» **PRZYTOCZONY FRAGMENT**:
#####

Nie wiadomo jednak, czy wyposażenie polskiej armii w nowe śmigłowce, okręty i kołowe transportery Rosomak zwiększy siłę bojową naszych sił zbrojnych. Jak zauważył już w 2009 r. Grzegorz Kwaśniak, ekspert ds. wojskowych, z powodu braku żołnierzy w Wojsku Polskim „nie ma kto jeździć na czołgach i samochodach, a na strzelnicach nie ma kto strzelać. Natomiast dowództwa i sztaby pełne są dowódców wojskowych, którzy produkują tysiące dokumentów”. Dlatego może należałoby rozważyć przywrócenie poboru lub inny sposób na wpuszczenie świeżej krwi do armii wojskowych urzędników, np. przez odtworzenie wojsk obrony terytorialnej. Przydałoby się też przesunąć nasze wojska z granicy zachodniej na wschodnią. Najważniejsze jest jednak zapewnienie zdolności do przyjęcia wsparcia ze strony sojuszników. Żeby odbudować solidarność z Amerykanami, nie potrzeba dziś udziału w dalekich misjach. Wystarczy, żebyśmy zademonstrowali gotowość do obrony własnego kraju.


LINK

Ophiuchus - Pią 26 Paź, 2012

Jeśli się rozważa samodzielną obroną Polski przed inwazją lądową Rosji to jest przecież jasne, że stutysięczna armia (w tym WL liczące circa 60 tys. żołnierzy) jest na to zbyt mała. No ale jak tu teraz zwiększyć armię do powiedzmy 200 tys. żołnierzy czy też przywrócić pobór?
To zresztą automatycznie oznaczałoby konieczność skokowego zwiększenia ilości nowego uzbrojenia w wielu kategoriach. Na przykład już nie 48 F-16C ale dobrze ponad setka WSB. To samo tyczy się czołgów, dział, ppk itd.

jacbyd72 - Pią 26 Paź, 2012

Chyba jednak warto powrócić do koncepcji wojsk OT. Może w tym kontekście wykorzystać żołnierzy zawodowych, którzy odeszli do rezerwy, przeszkolonych rezerwistów a także istnieje możliwość oparcia się na członkach organizacji proobronnych np. Organizacji Społeczno-Wychowaczej "Strzelec". Chłopaki ćwiczą z wojskiem i policją - wielu z nich planuje założyć mundury. Uważam, że siły OT powinny być utworzone w sile batalion na województwo. Żołnierze znaliby swój teren i broniliby lub zwalczali klęski żywiołowe w swoich "małych ojczyznach". Jednostki powinny być mobilne i uzbrojone w przenośną broń przeciwpancerną i przeciwlotniczą. Szkolenie można byłoby oprzeć na szkoleniu lekkiej piechoty wojsk USA. W miarę tanim kosztem można to zrealizować i wyniki powinny być więcej niż obiecujące.

#####

Wpisy ze zbioru do oznaczania punktów:

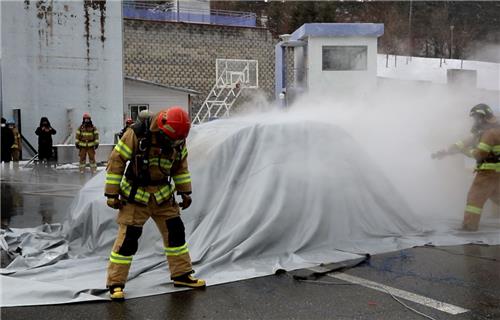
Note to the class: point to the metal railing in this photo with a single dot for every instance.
(169, 12)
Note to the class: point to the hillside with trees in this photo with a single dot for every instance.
(443, 29)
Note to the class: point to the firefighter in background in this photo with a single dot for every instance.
(155, 150)
(484, 146)
(87, 141)
(16, 147)
(128, 124)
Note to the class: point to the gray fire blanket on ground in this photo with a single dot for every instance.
(267, 196)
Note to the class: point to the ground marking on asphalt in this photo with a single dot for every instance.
(429, 302)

#####

» **ZADANIA DO ĆWICZENIA**:
1. Kto według przytoczonego fragmentu zauważył już w 2009 r., że w Wojsku Polskim brakuje żołnierzy?
2. Przepisz wyłącznie wpisy od wiersza zawierającego „Note to the class: point to the gray” do końca wpisów, zamieniając „asphalt” na „concrete”. Resztę pozostaw bez zmian.

» **WYNIKI ĆWICZENIA**:
1. Grzegorz Kwaśniak, ekspert ds. wojskowych.

2.
Note to the class: point to the gray fire blanket on ground in this photo with a single dot for every instance.
(267, 196)
Note to the class: point to the ground marking on concrete in this photo with a single dot for every instance.
(429, 302)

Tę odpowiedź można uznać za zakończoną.